What the task asks: Count the lines in the records below that contain the word "water", and give only that number.

Records provided:
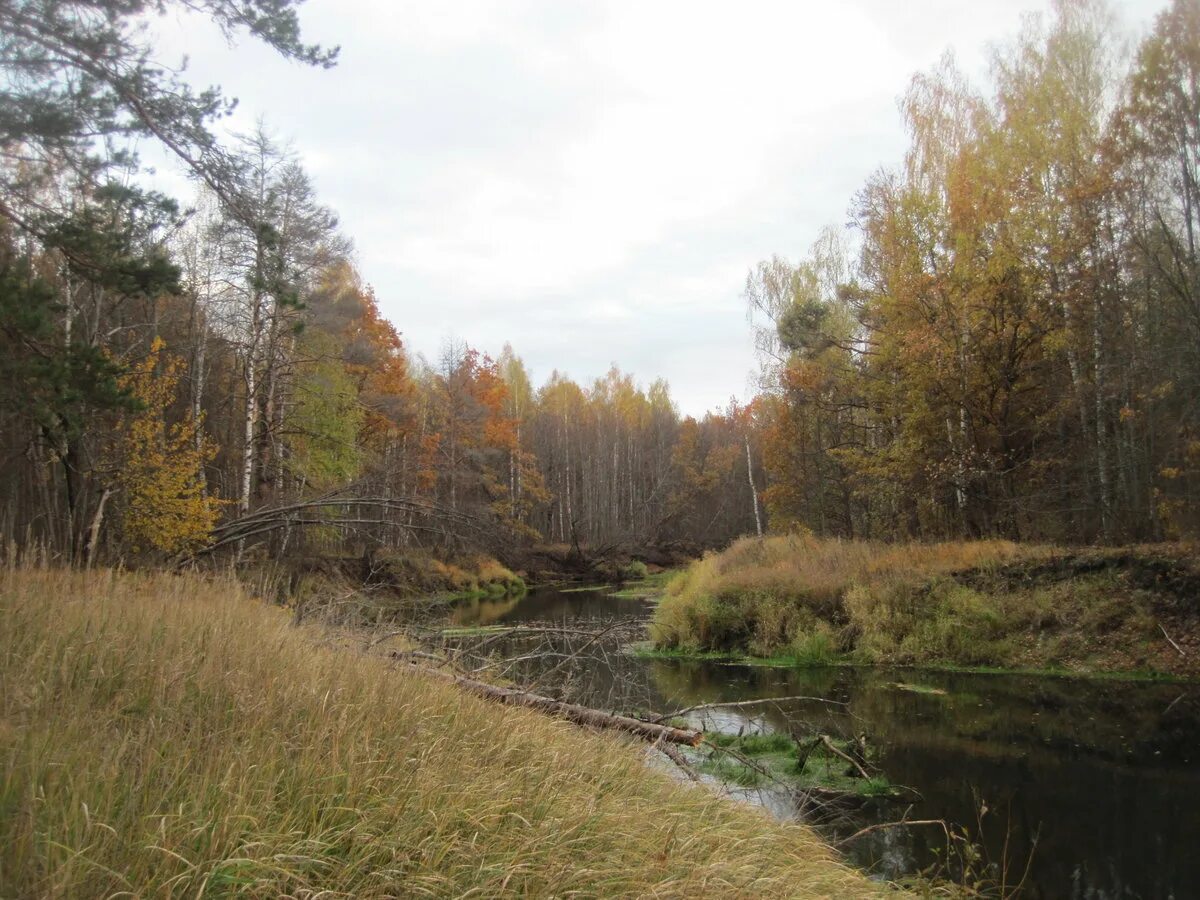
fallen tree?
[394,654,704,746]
* * *
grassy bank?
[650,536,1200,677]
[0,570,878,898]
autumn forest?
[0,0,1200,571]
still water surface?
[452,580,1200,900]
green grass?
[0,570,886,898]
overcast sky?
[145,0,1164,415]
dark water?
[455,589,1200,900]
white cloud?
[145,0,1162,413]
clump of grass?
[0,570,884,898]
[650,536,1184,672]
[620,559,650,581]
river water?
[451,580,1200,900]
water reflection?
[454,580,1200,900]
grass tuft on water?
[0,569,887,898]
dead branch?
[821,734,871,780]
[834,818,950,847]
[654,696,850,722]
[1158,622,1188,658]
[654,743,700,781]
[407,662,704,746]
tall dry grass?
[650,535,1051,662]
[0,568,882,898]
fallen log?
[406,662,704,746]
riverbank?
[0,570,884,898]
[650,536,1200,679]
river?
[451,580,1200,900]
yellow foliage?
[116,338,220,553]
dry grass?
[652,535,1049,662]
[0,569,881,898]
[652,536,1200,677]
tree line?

Response to the exercise: 5